■ **WRITTEN PROBLEM**:
Take all the material and copy it exactly.
····················
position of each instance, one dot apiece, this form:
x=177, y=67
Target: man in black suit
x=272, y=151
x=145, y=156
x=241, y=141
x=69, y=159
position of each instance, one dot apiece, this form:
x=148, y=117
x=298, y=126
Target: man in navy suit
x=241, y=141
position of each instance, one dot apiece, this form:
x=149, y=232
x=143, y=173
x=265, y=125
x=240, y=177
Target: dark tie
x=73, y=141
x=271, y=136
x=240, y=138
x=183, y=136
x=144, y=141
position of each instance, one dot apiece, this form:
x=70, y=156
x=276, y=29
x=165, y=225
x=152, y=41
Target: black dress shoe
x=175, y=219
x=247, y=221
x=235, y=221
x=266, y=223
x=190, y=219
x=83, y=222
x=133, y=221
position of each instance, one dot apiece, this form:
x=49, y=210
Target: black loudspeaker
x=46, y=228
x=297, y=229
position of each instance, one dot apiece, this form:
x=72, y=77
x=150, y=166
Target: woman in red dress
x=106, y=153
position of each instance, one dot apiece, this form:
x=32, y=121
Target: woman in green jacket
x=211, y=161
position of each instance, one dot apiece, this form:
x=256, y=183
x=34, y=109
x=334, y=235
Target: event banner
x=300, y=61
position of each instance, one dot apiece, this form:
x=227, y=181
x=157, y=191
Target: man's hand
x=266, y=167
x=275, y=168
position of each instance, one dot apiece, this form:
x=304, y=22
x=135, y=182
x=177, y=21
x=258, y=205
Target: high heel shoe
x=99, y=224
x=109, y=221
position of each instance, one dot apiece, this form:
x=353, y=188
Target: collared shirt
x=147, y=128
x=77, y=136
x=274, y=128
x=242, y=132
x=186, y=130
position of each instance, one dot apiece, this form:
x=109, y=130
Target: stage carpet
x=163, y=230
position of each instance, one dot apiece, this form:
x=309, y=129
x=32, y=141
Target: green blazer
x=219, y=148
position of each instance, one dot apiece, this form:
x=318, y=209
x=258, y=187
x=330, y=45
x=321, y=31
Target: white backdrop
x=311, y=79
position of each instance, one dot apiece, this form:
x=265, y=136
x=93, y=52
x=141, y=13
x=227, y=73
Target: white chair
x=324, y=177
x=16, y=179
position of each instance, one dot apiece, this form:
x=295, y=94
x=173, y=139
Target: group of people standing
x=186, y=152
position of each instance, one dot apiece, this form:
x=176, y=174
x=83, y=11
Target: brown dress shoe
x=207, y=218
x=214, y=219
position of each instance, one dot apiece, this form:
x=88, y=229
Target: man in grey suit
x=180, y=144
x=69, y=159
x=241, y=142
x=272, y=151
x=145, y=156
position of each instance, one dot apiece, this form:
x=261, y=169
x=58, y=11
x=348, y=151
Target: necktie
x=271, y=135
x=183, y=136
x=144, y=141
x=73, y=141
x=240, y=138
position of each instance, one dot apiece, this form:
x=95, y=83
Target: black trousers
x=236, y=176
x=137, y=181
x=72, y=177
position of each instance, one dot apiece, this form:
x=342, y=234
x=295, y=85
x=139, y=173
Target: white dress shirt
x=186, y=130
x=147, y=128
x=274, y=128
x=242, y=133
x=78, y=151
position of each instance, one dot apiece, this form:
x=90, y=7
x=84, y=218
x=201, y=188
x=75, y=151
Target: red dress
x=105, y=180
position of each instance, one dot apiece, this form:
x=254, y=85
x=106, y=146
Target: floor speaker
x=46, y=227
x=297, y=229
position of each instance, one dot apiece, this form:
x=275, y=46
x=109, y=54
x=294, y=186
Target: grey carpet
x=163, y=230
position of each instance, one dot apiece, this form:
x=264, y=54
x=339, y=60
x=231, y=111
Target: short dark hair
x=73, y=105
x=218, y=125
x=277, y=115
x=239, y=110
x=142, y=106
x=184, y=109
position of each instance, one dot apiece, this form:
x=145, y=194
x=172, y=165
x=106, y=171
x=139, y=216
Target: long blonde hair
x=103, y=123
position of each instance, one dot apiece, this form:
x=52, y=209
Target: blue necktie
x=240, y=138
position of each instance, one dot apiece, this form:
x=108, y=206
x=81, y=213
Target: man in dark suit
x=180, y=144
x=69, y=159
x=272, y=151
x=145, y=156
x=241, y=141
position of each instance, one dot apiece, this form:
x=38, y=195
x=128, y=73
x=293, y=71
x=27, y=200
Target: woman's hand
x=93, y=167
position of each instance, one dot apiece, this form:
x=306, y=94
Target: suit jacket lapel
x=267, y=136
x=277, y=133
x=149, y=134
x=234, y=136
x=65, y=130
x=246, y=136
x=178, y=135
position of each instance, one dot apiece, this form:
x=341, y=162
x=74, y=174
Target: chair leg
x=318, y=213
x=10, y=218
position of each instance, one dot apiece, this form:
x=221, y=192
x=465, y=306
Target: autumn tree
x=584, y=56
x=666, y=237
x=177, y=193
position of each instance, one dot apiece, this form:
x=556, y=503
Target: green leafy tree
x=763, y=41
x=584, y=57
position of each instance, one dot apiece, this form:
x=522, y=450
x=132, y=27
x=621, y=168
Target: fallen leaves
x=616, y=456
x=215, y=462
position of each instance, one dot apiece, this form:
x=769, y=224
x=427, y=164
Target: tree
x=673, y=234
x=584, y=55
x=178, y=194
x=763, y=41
····················
■ **THE SOLUTION**:
position of each instance, one dot apiece, this form:
x=177, y=67
Target: man in black suit
x=272, y=151
x=145, y=156
x=241, y=141
x=69, y=159
position of each instance, one dot apiece, this form:
x=148, y=117
x=298, y=126
Target: man in navy suit
x=241, y=141
position of each instance, one dot apiece, this form:
x=149, y=232
x=143, y=173
x=265, y=125
x=240, y=177
Target: dark tie
x=73, y=141
x=271, y=136
x=240, y=138
x=183, y=136
x=144, y=141
position of each instance, one dot apiece, this form:
x=70, y=156
x=276, y=29
x=165, y=225
x=152, y=41
Target: black dress shoe
x=175, y=219
x=247, y=221
x=235, y=221
x=266, y=223
x=190, y=219
x=83, y=222
x=133, y=221
position of each instance, one dot apiece, this form:
x=49, y=210
Target: black loudspeaker
x=46, y=228
x=297, y=229
position of each instance, one dot apiece, this form:
x=72, y=77
x=150, y=166
Target: woman in red dress
x=106, y=153
position of each instance, one dot apiece, this form:
x=32, y=121
Target: woman in green jacket
x=211, y=161
position of each instance, one dot apiece, this form:
x=256, y=183
x=34, y=109
x=334, y=235
Target: event banner
x=300, y=61
position of each instance, one dot apiece, this form:
x=227, y=181
x=157, y=191
Target: man's hand
x=266, y=167
x=275, y=168
position of each instance, one dot apiece, this form:
x=304, y=22
x=135, y=182
x=177, y=21
x=258, y=205
Target: high heel shoe
x=99, y=224
x=109, y=221
position of each instance, one dot apiece, this form:
x=353, y=188
Target: collared shirt
x=147, y=128
x=77, y=136
x=274, y=128
x=242, y=132
x=186, y=130
position of each instance, one dot apiece, this form:
x=109, y=130
Target: stage carpet
x=163, y=230
position of each instance, one dot apiece, this form:
x=309, y=129
x=32, y=141
Target: green blazer
x=219, y=148
position of each instance, one dot apiece, this form:
x=318, y=209
x=258, y=187
x=330, y=45
x=321, y=31
Target: white backdrop
x=311, y=79
position of each instance, one dot apiece, this form:
x=265, y=136
x=93, y=52
x=141, y=13
x=227, y=73
Target: white chair
x=324, y=177
x=16, y=179
position of each instance, one dot apiece, this form:
x=295, y=94
x=173, y=139
Target: group of people standing
x=186, y=152
position of each instance, one dot apiece, this form:
x=176, y=174
x=83, y=11
Target: brown dress shoe
x=207, y=218
x=214, y=219
position of each instance, one dot apiece, this form:
x=88, y=229
Target: man in grey suit
x=180, y=144
x=69, y=159
x=241, y=142
x=272, y=151
x=145, y=156
position of each instance, one dot apiece, this form:
x=261, y=169
x=58, y=11
x=348, y=151
Target: necktie
x=271, y=135
x=183, y=136
x=144, y=141
x=73, y=141
x=240, y=138
position of each instance, one dot apiece, this form:
x=95, y=83
Target: black trousers
x=236, y=176
x=137, y=181
x=72, y=177
position of each instance, one dot apiece, this form:
x=342, y=234
x=295, y=85
x=139, y=173
Target: white dress shirt
x=186, y=130
x=147, y=128
x=274, y=128
x=242, y=133
x=78, y=151
position of each instance, one dot apiece, this form:
x=90, y=7
x=84, y=218
x=201, y=188
x=75, y=151
Target: red dress
x=105, y=180
position of each instance, one dot apiece, this form:
x=254, y=85
x=106, y=146
Target: floor speaker
x=46, y=227
x=297, y=229
position of each instance, one dot apiece, this form:
x=275, y=46
x=109, y=54
x=294, y=186
Target: grey carpet
x=163, y=230
position of each instance, one dot apiece, this form:
x=264, y=54
x=339, y=60
x=231, y=111
Target: short dark hair
x=73, y=105
x=218, y=125
x=277, y=115
x=239, y=110
x=142, y=106
x=184, y=109
position of each instance, one dot apiece, this form:
x=145, y=194
x=172, y=165
x=106, y=171
x=139, y=216
Target: long blonde hair
x=103, y=123
position of each instance, one dot apiece, this form:
x=52, y=209
Target: blue necktie
x=240, y=138
position of each instance, one dot apiece, this form:
x=108, y=206
x=81, y=213
Target: man in dark suit
x=180, y=144
x=69, y=159
x=272, y=151
x=145, y=156
x=241, y=141
position of each instance, one dot apiece, this form:
x=38, y=195
x=128, y=73
x=293, y=71
x=27, y=200
Target: woman's hand
x=93, y=167
position of each instance, one dot apiece, this form:
x=306, y=94
Target: suit jacket lapel
x=267, y=136
x=277, y=133
x=149, y=134
x=234, y=136
x=65, y=130
x=246, y=136
x=178, y=135
position of each instance, one dot apiece, this form:
x=341, y=162
x=74, y=174
Target: chair leg
x=318, y=213
x=10, y=218
position of each instance, one dot apiece, this form:
x=221, y=192
x=465, y=306
Target: autumn tree
x=584, y=56
x=666, y=237
x=177, y=193
position of each instance, one dot apiece, this form:
x=556, y=503
Target: green leafy tree
x=763, y=41
x=584, y=57
position of each instance, one dot apiece, this form:
x=522, y=450
x=132, y=27
x=621, y=168
Target: fallen leaves
x=616, y=456
x=215, y=462
position of each instance, one dot apiece, this form:
x=769, y=224
x=427, y=164
Target: tree
x=673, y=234
x=584, y=55
x=178, y=194
x=763, y=41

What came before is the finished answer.